◆ Task instructions
Output all of the records exactly as written.

◆ Records for this task
──────────────────────────────
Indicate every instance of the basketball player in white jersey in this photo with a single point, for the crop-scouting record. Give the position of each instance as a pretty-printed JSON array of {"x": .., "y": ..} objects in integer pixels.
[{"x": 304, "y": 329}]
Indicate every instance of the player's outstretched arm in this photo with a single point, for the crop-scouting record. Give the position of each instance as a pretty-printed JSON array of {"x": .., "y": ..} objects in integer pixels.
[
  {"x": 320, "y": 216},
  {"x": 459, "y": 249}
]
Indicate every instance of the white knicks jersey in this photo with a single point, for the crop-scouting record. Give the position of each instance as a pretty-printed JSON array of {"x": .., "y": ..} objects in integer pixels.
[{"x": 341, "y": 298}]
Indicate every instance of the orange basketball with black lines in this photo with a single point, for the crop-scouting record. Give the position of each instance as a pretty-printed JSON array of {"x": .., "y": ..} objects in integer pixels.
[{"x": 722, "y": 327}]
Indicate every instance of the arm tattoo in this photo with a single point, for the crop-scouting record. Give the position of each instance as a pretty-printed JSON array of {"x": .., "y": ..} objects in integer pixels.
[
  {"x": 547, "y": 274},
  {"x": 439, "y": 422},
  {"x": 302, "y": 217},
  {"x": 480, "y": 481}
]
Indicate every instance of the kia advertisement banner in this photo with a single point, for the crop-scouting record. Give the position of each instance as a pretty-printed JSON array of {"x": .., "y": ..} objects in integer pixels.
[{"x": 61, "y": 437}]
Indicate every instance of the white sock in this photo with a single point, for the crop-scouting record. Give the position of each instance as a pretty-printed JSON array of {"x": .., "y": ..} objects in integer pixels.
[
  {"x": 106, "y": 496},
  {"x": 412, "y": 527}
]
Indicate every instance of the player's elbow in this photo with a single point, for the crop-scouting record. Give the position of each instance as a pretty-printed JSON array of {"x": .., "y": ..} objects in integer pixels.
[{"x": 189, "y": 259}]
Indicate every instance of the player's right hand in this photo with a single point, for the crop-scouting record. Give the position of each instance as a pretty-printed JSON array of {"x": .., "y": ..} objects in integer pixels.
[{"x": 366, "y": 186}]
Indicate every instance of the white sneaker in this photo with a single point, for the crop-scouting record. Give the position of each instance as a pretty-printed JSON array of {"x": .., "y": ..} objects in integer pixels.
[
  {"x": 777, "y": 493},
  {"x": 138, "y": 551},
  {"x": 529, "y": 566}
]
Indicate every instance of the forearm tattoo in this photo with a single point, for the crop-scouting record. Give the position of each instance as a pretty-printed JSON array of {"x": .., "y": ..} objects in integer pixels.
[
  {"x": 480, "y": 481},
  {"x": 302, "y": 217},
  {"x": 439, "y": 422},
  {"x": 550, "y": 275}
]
──────────────────────────────
◆ Written solution
Indicate every instance of the basketball player in white jersey in this photo with a single point, for the crop-scouting record. Give the position of each instance as a pretty-printed JSON array of {"x": .., "y": ..} objects in integer pixels.
[{"x": 304, "y": 329}]
Indicate every instance of the player's outstretched arm in this photo with a single point, for the crop-scouting record. Give the position of each instance as a pretty-printed JSON array of {"x": .., "y": ..} objects in integer pixels.
[
  {"x": 320, "y": 216},
  {"x": 459, "y": 249}
]
Indicate every instance of the white knicks jersey in this photo with a single point, for the crop-scouting record. Give the position of each instance as a pretty-printed JSON array of {"x": .., "y": ..} objects in integer pixels.
[{"x": 341, "y": 298}]
Indicate every instance of the orange basketball with black lines in this photo with a single point, for the crop-scouting record. Give the position of each instance as a pretty-printed JSON array of {"x": .., "y": ..} objects in integer pixels.
[{"x": 722, "y": 327}]
Indicate every instance of the arm tattoo in this photo with a single point, for the crop-scouting record. Give the position of each instance as a pretty-printed JSON array of {"x": .., "y": ..} objects in integer pixels.
[
  {"x": 547, "y": 274},
  {"x": 439, "y": 422},
  {"x": 302, "y": 217},
  {"x": 480, "y": 481}
]
Indicate every instance of the kia advertisement banner in this photo with a single point, for the crop-scouting record. Give the position of each instance as a pretty-printed JSON array of {"x": .., "y": ..} objects in integer pixels.
[{"x": 61, "y": 437}]
Indicate every instance of the white sock in this photo with a single point, for the crop-scouting record. Give the position of each instance as a pretty-printed JSON array of {"x": .., "y": ..} objects in integer pixels.
[
  {"x": 106, "y": 496},
  {"x": 412, "y": 527}
]
Indicate every instance of the player's elbow in this photo with a single point, for the crop-scouting record. Give the position of each instance as a pretty-printed JSON array of {"x": .., "y": ..} objects in integer pixels.
[{"x": 189, "y": 259}]
Indicate every instance of the player's right hand in this photo with a single point, for the crop-scouting record. Give the position of each instance as a pretty-printed JSON array of {"x": .., "y": ..} objects in integer pixels.
[{"x": 366, "y": 186}]
Indicate every instance of the white sneaker in this photo with a single point, for the crop-scouting record. Give the position of each instance as a pretty-printed JSON array of {"x": .., "y": ..} objects in integer pixels.
[
  {"x": 777, "y": 493},
  {"x": 138, "y": 551},
  {"x": 529, "y": 566}
]
Indicate every instance of the forearm tattoo in this photo with a single point, for the crop-scouting record. Give the position of each instance as a pretty-printed JSON array of {"x": .., "y": ..} objects in integer pixels.
[
  {"x": 480, "y": 481},
  {"x": 302, "y": 217},
  {"x": 439, "y": 422},
  {"x": 550, "y": 275}
]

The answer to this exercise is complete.